Passage given:
Timo Sirainen wrote:
On Mon, 2008-06-02 at 23:25 +0100, Ed W wrote:
Hi
- deliver: Added -c parameter to provide path to delivered mail. This allows maildir to save identical mails to multiple recipients using hard links.
Funnily enough it was on my todo list to whip up a small perl program to go and scan my maildirs and figure out if this theoretical idea actually amounted to anything.
Algorithm would be this:
Open each message, scan for first blank line. SHA the rest of the message, store the SHA in a hash (along with the message size) rinse and repeat and see if we end up with any hashes showing count greater than 1...
This would represent the best case that we could achieve assuming body content fixed and we find some way to manage variable headers.
Somewhat faster way would be to get a list of file sizes first and not bother checksumming any files which have a unique size.
Could do, but I was trying to expand to the case that the headers were different, but the body was the same (eg I suspect that mailing list managers might deliver emails one by one (verp), but the body is not customised. Anyway, just wanted to checksum the body of the message not the whole message
Actually the motivation for this was I was wondering about the benefit of a storage backend where the body was stored per file and the headers were stored separately (perhaps in a maildir type format). I haven't looked to see if this is what dbox does already...
I have been looking at git and brackup for backing up maildirs and it's got me thinking a bit more about mail storage algorithms
Ed W

Supplied data:
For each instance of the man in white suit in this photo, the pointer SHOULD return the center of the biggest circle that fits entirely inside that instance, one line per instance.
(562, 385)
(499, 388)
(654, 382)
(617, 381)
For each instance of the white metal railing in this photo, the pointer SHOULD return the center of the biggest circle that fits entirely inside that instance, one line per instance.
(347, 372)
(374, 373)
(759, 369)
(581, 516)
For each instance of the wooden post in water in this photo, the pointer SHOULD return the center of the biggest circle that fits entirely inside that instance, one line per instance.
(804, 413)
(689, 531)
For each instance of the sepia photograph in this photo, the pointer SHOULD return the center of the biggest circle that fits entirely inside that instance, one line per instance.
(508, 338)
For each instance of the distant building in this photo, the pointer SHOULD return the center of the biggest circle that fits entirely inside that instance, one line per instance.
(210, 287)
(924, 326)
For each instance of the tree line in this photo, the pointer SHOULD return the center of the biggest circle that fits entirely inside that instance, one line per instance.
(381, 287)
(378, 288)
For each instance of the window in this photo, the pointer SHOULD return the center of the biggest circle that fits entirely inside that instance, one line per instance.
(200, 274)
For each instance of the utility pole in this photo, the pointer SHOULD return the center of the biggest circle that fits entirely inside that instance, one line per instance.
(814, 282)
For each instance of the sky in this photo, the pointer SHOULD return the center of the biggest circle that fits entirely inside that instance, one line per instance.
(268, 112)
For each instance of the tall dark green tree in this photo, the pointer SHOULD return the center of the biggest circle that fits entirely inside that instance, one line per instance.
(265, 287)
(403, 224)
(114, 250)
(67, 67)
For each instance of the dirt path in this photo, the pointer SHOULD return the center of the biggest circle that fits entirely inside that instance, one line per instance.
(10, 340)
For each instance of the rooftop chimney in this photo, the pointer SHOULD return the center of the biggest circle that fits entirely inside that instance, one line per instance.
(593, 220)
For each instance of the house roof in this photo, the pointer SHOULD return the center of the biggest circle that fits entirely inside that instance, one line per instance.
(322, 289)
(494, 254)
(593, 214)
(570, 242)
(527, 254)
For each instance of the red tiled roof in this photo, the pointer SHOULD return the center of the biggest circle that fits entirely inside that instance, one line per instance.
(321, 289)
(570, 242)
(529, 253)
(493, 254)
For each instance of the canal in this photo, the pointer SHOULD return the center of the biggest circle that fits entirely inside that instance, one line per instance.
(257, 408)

Stated task 1: In the message about mail storage, translate this sentence into Spanish: "Somewhat faster way would be to get a list of file sizes first and not bother checksumming any files which have a unique size."
Stated task 2: Recast the lines of the listing as a numbered list, starting with the line that contains "For each instance of the red" and going on through the end of the listing, and leave out blank lines.

Exercise output 1: Una forma algo más rápida sería obtener primero una lista de los tamaños de los archivos y no molestarse en calcular la suma de verificación de ningún archivo que tenga un tamaño único.

Exercise output 2:
1. For each instance of the red tiled roof in this photo, the pointer SHOULD return the center of the biggest circle that fits entirely inside that instance, one line per instance.
2. (321, 289)
3. (570, 242)
4. (529, 253)
5. (493, 254)
6. For each instance of the canal in this photo, the pointer SHOULD return the center of the biggest circle that fits entirely inside that instance, one line per instance.
7. (257, 408)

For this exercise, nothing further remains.